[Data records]
+ + + + + + +

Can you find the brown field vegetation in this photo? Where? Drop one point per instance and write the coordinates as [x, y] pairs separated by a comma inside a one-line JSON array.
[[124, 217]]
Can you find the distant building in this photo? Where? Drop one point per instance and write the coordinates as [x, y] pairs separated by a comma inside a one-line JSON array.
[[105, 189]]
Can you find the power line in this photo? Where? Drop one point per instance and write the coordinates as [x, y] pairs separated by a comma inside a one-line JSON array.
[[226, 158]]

+ + + + + + +

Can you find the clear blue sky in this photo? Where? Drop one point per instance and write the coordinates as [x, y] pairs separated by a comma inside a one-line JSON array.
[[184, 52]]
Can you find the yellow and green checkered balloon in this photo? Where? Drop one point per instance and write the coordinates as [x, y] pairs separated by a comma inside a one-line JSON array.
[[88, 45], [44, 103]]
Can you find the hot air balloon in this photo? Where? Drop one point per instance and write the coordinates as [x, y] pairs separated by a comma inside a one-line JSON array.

+ + + + + + +

§ **Exercise instructions**: Among the entries above, the line containing "Can you find the clear", the line containing "Can you find the hot", and all lines between them are to be restated word for word; nothing else belongs in the reply.

§ **Task answer**:
Can you find the clear blue sky in this photo? Where? Drop one point per instance and write the coordinates as [x, y] pairs separated by a comma inside a one-line JSON array.
[[184, 52]]
Can you find the yellow and green checkered balloon in this photo? Where? Drop one point per instance and write the coordinates as [x, y] pairs separated by a comma inside a one-line JSON array.
[[88, 45], [44, 103]]
Can you find the hot air balloon in this photo? Where? Drop one point per instance and write the coordinates as [x, y] pairs separated by a comma inside a one-line JSON array.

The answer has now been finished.